┌─ RECORDS FOR THE EXERCISE

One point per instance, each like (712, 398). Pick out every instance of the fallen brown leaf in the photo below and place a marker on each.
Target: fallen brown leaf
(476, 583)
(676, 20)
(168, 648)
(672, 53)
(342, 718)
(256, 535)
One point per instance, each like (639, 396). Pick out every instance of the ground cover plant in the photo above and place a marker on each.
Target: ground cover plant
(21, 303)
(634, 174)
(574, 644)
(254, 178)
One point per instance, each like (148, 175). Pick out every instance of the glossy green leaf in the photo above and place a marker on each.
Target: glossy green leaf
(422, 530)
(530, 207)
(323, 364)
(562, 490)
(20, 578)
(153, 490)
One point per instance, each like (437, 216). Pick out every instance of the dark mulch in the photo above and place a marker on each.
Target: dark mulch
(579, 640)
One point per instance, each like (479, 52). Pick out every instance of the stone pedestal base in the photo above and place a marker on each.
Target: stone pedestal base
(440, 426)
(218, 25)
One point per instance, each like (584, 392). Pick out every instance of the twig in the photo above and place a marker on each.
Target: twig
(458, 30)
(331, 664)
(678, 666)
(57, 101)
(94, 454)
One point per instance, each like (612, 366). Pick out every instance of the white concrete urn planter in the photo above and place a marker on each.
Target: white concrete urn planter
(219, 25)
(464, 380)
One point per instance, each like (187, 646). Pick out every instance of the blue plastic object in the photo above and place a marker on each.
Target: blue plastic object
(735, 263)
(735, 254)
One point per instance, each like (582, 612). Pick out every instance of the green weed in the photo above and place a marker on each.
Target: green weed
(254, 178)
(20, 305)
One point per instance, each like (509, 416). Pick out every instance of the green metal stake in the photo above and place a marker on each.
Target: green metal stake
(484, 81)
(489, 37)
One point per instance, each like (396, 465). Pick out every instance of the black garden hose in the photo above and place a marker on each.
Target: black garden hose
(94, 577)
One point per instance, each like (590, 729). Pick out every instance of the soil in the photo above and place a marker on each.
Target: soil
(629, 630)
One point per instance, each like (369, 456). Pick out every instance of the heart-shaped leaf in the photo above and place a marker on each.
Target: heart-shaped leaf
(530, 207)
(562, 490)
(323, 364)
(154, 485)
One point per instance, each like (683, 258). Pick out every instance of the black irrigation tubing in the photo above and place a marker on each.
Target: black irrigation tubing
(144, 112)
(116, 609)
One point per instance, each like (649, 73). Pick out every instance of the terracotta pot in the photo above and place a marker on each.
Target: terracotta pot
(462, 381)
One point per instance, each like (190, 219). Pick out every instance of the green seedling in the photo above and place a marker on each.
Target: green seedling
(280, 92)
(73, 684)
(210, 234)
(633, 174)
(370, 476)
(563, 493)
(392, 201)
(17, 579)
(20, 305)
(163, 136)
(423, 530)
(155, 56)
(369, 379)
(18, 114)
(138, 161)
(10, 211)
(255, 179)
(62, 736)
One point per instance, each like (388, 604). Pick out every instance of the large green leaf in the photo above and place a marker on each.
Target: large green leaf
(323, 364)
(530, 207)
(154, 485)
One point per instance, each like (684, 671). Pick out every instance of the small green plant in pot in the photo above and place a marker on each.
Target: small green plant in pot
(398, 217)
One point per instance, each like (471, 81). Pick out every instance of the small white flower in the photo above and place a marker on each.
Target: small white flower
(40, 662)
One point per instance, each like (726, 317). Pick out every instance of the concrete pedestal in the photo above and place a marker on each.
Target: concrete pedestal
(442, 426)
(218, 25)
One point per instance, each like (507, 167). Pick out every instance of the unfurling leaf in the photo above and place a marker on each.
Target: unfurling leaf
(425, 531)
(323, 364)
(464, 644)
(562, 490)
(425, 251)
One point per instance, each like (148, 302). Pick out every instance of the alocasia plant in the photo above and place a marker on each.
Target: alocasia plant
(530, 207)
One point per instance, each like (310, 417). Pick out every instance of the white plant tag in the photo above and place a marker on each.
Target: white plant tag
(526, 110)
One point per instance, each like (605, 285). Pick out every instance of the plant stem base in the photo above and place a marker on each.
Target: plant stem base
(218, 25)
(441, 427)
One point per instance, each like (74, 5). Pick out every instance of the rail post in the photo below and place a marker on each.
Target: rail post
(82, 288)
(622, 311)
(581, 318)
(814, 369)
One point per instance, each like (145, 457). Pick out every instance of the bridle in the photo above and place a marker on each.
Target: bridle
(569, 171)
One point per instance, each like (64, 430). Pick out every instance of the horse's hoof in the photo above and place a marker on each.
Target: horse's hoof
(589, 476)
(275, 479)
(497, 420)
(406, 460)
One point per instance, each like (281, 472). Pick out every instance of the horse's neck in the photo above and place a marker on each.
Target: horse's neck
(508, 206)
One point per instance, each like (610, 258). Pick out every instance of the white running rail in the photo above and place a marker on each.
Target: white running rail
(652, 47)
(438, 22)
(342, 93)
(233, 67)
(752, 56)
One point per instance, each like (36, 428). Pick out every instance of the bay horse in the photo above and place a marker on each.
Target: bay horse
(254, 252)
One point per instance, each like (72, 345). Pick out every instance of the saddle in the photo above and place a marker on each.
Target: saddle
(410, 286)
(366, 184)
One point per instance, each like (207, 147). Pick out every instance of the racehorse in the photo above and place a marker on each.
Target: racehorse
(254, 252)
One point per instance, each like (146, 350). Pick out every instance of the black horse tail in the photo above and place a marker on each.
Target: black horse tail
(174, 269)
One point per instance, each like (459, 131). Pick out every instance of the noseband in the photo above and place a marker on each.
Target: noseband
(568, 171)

└─
┌─ RECORDS FOR THE EXERCISE

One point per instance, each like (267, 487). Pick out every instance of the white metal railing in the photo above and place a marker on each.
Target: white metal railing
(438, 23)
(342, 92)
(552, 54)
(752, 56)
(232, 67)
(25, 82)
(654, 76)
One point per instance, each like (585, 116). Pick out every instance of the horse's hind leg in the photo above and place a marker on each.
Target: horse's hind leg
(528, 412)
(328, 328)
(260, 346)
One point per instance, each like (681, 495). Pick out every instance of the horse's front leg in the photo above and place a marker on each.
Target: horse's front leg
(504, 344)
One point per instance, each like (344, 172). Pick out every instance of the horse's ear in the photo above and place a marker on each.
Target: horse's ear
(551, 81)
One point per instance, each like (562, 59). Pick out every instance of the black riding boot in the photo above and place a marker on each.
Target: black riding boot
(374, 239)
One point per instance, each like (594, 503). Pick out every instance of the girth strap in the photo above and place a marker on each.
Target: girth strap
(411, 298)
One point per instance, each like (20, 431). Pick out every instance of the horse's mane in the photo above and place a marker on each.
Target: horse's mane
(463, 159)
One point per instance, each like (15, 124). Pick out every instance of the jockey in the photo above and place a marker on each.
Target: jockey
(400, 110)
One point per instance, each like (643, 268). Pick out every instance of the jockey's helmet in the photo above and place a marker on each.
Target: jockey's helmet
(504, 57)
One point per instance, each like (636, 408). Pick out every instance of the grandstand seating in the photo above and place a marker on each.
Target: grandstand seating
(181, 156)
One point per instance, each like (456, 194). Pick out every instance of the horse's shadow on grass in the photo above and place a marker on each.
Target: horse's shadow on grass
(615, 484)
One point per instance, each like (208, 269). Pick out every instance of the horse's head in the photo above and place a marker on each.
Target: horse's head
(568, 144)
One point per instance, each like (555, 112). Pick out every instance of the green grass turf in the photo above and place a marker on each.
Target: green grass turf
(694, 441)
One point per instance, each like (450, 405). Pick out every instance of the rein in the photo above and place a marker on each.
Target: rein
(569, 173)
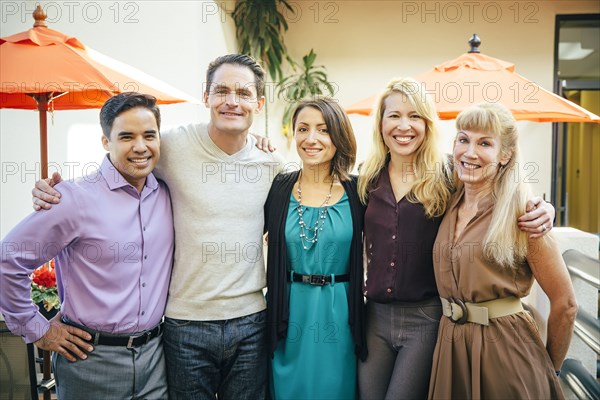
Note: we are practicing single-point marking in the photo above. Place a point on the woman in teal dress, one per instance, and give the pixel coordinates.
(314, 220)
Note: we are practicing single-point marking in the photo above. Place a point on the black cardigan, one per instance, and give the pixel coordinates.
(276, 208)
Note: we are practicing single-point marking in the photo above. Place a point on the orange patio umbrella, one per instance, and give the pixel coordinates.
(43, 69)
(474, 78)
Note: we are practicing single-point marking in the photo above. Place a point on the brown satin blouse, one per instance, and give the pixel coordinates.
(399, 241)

└─

▸ WORK REQUIRED:
Retrieve all lines from the data that contain the string "below".

▸ TASK OUTPUT:
One point per instance, each like (712, 398). Pick out every instance of the fallen brown leaf in the photo below and place a marker on each.
One point per instance, each like (74, 5). Pick out every instance of the rail post in the photo below and place a marker on each.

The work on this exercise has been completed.